ЗАДАНИЯ:
#1 Перепечатайте без изменений часть отрывка о прозе Астафьева, которая начинается со слов «Нельзя не сказать» и заканчивается словами «уважения к жизни!».
#2 Укажите, сколько строк записей содержат слово «below», и в ответе приведите только это число.

---------- ОТРЫВОК ИЗ ИСТОЧНИКА

Нельзя не сказать несколько слов о другом запавшем навечно в память рассказе — “Уха на Боганиде”. В нем ничего особенного не происходит. На рыбацком стане живет одинокая женщина с оравой детишек мал мала меньше, нажитых невесть от кого. Словно выброшенные после кораблекрушения волной на берег, дети с надеждой смотрят, не мелькнет ли спасительное судно. И вот на горизонте появились рыбацкие баркасы. Стан ожил. И пока рыбаки выгружали улов, в огромном котле сварилась душистая уха, и первый, кому наливает повар варева с жирными кусками рыбы, — самый младший малец. Дабы братик не ошпарился, миску к столу несет старшая сестренка, а малец семенит за ней и умоляет ее: “Не расплеси! Не расплеси!”
Какой блестящий мазок художника! Как много в нем понимания, сострадания, милосердия и глубокого уважения к жизни!
В мировой литературе никто из писателей не рассказал такой правды о войне, как В. П. Астафьев в романе “Прокляты и убиты”. Мало кто сможет прочитать его без содрогания и передышки, особенно главы о форсировании Днепра на Великокриницком плацдарме, когда в кровавом месиве битвы “от грохота и огня трескались перекаленные своды” всего поднебесья, а у солдат не оставалось ни сил, ни надежды. И они ясно ощущали, что у них нет никого, на кого бы можно было опереться, кроме Бога, и как бы для читателя в конце романа появилась молитва: “Боже милостивый! Зачем Ты дал неразумному существу такую страшную силу? Зачем Ты, прежде чем созреет и окрепнет его разум, сунул ему в руки огонь? Зачем Ты наделил его такой волей, что превыше его смирения? Зачем Ты научил его убивать, но не дал возможности воскресать, чтоб он мог дивиться плодам безумия своего? Сюда его, стервеца, в одном лице сюда царя и холопа — пусть послушает музыку, достойную его гения. Гони в этот ад впереди тех, кто, злоупотребляя данным ему разумом, придумал все это, изобрел, сотворил. Нет, не в одном лице, а стадом: и царей, и королей, и вождей — на десять дней, из дворцов, храмов, вилл, подземелий, партийных кабинетов — на Великокриницкий плацдарм! Чтоб ни соли, ни хлеба, чтоб крысы отъели им носы и уши, чтоб приняли они на свою шкуру то, чему название — война. Чтоб и они, выскочив на край обрывистого берега, на спуду эту безжизненную, словно вознесясь над землей, рвали на себе серую от грязи и вшей рубаху и орали бы, как серый солдат, только что выбежавший из укрытия и воззвавший: “Да убивайте же скорее!”

--------------------
---------- ИСХОДНЫЕ МАТЕРИАЛЫ

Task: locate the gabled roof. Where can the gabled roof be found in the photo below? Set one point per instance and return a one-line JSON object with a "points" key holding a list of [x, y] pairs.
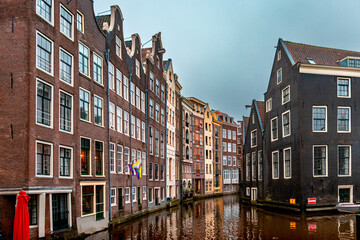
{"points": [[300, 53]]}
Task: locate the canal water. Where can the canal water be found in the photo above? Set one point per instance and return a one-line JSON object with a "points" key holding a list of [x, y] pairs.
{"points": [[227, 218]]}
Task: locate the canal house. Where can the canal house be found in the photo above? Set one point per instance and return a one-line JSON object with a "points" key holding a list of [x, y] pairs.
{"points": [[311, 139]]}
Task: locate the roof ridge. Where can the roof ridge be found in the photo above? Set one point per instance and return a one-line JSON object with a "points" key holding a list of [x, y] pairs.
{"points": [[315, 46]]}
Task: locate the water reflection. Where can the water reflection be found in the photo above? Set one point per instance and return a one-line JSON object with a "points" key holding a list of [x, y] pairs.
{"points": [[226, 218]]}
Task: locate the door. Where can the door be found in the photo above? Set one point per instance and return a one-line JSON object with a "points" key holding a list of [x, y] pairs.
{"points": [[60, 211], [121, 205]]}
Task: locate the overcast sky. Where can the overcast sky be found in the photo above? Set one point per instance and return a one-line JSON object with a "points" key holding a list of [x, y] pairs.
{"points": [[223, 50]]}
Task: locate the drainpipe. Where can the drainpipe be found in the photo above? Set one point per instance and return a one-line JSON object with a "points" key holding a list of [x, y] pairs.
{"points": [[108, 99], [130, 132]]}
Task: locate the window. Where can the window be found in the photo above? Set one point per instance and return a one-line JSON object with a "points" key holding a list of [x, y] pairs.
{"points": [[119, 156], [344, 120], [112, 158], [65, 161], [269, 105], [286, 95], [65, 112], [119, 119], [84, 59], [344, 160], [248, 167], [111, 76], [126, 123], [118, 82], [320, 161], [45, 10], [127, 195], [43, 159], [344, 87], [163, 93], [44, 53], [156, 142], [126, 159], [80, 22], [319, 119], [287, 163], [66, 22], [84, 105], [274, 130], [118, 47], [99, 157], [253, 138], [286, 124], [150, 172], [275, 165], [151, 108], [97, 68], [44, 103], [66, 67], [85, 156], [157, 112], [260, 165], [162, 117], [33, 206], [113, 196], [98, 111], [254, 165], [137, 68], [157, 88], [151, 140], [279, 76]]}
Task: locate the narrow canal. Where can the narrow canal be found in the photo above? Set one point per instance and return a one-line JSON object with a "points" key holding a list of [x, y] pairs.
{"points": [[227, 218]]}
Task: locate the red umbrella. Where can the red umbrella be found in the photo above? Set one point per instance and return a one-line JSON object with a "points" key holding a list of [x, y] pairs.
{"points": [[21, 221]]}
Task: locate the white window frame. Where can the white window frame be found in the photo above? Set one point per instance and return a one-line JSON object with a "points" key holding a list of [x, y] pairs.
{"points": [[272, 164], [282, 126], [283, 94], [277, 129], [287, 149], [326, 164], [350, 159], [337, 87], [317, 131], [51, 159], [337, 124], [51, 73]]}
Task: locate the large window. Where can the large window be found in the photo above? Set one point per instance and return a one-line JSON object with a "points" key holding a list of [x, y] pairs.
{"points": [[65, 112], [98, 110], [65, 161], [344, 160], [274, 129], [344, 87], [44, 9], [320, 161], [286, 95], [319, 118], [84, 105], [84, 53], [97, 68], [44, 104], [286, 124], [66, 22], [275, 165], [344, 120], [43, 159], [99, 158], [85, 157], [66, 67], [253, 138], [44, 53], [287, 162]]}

--------------------

ОТВЕТЫ:
#1
Нельзя не сказать несколько слов о другом запавшем навечно в память рассказе — “Уха на Боганиде”. В нем ничего особенного не происходит. На рыбацком стане живет одинокая женщина с оравой детишек мал мала меньше, нажитых невесть от кого. Словно выброшенные после кораблекрушения волной на берег, дети с надеждой смотрят, не мелькнет ли спасительное судно. И вот на горизонте появились рыбацкие баркасы. Стан ожил. И пока рыбаки выгружали улов, в огромном котле сварилась душистая уха, и первый, кому наливает повар варева с жирными кусками рыбы, — самый младший малец. Дабы братик не ошпарился, миску к столу несет старшая сестренка, а малец семенит за ней и умоляет ее: “Не расплеси! Не расплеси!”
Какой блестящий мазок художника! Как много в нем понимания, сострадания, милосердия и глубокого уважения к жизни!

#2 1